#### [Your instructions]
Using the records below, transcribe word for word the stretch from the line that contains "Target: dark facial skin" through the line that contains "Target: adult orangutan", both end lines included, and nothing else.

#### [The records]
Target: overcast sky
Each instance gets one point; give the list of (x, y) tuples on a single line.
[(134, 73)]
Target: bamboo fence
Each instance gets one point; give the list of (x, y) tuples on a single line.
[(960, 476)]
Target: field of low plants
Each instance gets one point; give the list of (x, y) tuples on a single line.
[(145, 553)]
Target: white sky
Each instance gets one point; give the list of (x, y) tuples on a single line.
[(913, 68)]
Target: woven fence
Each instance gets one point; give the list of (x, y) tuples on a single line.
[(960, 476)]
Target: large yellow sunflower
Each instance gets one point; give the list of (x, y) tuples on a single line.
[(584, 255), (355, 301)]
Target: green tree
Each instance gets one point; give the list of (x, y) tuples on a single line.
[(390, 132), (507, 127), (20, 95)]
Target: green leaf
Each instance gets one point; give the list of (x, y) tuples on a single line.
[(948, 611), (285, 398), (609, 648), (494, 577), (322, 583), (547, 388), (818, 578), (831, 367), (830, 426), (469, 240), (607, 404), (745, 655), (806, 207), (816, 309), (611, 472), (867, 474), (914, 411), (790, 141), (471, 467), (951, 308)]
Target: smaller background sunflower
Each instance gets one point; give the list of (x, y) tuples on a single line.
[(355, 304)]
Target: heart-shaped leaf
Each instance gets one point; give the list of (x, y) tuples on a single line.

==

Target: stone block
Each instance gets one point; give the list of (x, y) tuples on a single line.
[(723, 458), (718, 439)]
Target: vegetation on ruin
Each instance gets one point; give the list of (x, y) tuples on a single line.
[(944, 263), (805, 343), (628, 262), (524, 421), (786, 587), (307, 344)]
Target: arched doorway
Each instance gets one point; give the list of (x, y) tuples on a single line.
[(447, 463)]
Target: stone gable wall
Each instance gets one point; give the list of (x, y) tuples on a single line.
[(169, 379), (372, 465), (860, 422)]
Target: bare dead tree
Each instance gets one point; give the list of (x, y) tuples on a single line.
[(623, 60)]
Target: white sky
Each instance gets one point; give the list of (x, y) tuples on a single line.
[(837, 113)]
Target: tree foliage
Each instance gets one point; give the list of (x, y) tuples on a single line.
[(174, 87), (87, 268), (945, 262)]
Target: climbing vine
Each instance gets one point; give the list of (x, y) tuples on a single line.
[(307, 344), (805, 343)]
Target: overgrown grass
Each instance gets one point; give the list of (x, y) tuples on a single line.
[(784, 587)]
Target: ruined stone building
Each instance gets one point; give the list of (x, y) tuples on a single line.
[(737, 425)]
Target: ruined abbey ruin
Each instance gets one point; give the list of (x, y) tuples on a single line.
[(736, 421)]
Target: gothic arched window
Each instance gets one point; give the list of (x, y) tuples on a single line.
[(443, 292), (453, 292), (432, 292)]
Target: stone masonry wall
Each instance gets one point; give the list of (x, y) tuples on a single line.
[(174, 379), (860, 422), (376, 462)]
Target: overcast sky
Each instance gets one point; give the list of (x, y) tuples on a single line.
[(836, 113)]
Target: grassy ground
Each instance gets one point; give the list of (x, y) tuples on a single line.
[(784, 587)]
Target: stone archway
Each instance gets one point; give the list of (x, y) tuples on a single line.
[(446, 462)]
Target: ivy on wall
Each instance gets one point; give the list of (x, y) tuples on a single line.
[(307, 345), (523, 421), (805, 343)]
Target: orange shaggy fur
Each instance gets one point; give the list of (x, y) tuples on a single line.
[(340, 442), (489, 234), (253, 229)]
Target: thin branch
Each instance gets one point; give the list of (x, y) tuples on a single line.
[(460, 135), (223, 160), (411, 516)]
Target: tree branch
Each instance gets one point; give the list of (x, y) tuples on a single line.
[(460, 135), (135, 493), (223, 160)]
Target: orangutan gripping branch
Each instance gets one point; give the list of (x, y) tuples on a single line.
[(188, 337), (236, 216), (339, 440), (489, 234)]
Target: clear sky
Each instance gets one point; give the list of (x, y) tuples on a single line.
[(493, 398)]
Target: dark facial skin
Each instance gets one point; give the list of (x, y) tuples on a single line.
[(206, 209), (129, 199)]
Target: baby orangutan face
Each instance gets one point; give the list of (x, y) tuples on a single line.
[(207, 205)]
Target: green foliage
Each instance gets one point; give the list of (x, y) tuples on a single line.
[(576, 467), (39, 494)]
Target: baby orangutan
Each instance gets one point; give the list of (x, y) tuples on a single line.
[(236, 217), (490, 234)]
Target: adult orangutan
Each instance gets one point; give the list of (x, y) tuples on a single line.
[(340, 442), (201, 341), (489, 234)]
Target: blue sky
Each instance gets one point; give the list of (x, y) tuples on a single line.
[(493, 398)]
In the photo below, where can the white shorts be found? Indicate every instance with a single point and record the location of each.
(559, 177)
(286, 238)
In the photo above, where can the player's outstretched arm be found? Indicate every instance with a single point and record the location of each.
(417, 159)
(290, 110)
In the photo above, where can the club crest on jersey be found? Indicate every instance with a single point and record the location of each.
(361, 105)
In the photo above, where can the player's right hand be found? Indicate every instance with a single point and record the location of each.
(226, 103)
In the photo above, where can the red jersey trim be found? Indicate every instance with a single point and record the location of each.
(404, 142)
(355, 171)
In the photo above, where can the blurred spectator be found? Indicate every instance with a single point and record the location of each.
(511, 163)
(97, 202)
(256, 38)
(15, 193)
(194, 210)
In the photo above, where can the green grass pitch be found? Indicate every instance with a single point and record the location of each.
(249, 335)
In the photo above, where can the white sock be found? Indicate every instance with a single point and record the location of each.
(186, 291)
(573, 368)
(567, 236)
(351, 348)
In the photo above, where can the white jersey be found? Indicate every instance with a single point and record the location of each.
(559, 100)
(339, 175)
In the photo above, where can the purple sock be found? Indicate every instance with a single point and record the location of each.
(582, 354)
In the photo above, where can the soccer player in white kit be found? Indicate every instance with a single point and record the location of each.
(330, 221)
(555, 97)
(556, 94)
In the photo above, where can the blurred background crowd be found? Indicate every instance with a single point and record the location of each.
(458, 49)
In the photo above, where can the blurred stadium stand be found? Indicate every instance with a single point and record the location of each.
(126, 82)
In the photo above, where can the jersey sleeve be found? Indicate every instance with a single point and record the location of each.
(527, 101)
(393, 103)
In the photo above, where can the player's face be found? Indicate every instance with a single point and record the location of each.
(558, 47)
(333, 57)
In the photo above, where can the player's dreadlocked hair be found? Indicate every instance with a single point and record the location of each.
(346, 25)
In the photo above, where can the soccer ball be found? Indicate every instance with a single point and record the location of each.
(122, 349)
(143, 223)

---

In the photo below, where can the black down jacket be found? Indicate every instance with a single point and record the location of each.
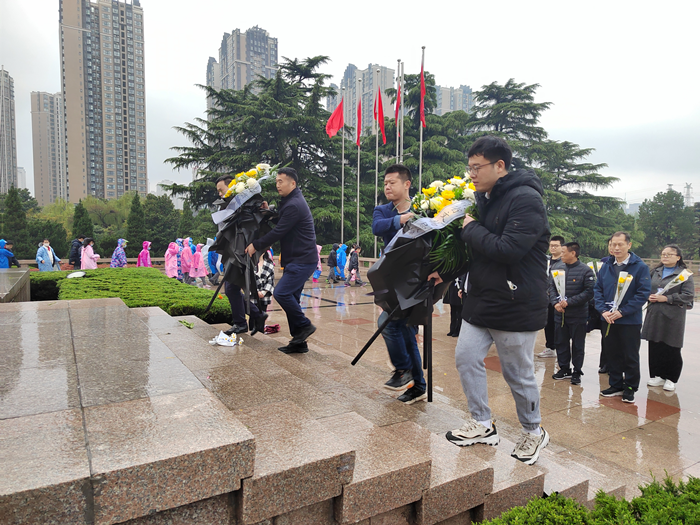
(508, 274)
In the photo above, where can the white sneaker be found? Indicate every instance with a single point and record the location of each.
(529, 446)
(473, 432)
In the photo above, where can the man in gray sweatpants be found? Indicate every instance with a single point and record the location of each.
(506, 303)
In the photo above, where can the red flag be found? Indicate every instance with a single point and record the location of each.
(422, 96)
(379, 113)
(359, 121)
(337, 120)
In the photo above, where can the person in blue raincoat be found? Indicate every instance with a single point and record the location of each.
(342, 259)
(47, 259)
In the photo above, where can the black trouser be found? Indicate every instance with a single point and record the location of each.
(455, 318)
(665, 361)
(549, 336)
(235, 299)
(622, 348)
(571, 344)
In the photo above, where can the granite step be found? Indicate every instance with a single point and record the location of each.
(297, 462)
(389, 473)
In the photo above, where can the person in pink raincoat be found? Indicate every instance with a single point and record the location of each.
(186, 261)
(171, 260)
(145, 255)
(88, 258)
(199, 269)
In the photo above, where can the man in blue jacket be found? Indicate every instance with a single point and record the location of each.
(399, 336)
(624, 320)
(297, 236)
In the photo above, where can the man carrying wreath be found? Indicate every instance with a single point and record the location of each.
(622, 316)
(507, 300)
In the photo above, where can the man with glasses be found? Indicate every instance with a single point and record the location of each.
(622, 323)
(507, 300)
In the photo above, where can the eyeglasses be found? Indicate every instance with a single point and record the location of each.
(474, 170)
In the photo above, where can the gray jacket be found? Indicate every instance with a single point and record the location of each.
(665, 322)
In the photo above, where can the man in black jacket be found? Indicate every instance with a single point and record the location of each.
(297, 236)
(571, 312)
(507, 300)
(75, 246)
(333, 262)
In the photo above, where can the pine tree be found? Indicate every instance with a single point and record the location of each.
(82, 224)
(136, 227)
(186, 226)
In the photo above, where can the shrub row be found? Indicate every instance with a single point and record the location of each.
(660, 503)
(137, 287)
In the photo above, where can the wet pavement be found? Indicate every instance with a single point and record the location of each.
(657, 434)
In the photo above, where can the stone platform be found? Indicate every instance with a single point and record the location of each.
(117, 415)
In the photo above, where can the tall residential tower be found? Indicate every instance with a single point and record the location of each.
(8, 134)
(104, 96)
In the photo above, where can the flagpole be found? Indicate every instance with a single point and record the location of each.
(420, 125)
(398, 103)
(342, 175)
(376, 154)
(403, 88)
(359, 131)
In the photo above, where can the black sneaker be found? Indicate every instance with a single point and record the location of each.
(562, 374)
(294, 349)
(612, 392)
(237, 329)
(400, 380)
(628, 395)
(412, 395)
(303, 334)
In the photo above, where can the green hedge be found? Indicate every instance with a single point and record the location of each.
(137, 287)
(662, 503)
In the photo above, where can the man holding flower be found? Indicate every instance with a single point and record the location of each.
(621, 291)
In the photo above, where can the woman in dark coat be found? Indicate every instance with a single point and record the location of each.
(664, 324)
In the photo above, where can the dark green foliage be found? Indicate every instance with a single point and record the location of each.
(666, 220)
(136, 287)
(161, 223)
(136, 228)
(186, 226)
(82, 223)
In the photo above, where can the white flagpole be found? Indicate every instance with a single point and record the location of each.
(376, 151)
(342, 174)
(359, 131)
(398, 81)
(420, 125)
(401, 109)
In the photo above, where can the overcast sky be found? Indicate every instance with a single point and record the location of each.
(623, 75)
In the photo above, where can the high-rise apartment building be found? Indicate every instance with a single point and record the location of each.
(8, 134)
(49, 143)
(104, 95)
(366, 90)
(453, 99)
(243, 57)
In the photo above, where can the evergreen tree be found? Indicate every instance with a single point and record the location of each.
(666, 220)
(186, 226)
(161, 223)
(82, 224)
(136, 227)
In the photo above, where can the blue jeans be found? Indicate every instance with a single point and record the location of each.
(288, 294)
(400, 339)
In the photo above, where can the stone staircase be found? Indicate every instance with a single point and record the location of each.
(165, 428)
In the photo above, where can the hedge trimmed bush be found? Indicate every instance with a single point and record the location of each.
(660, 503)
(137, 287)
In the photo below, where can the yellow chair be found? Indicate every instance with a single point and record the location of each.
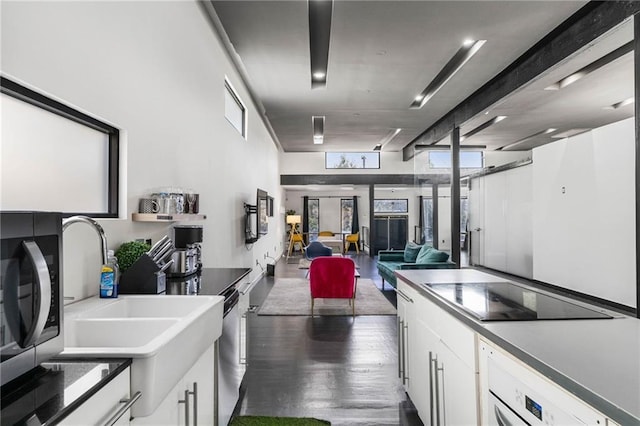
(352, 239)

#### [Exercise result]
Target: dark facial skin
Each instance gets one point; give the list of (x, y) tuples on a single line.
[(206, 209), (129, 199)]
Target: baby orangutan face
Each instance gets one point; give the list of (x, y) tuples on a single line.
[(207, 205)]
Target: green foliage
Each instance gets one point; give the list of (x, y) tuples on a single line.
[(576, 467), (39, 494)]
Target: baby orangutan
Each instance gets one point; give the list of (x, y) tuples on a single line.
[(236, 217), (490, 234)]
Target: adult orangutan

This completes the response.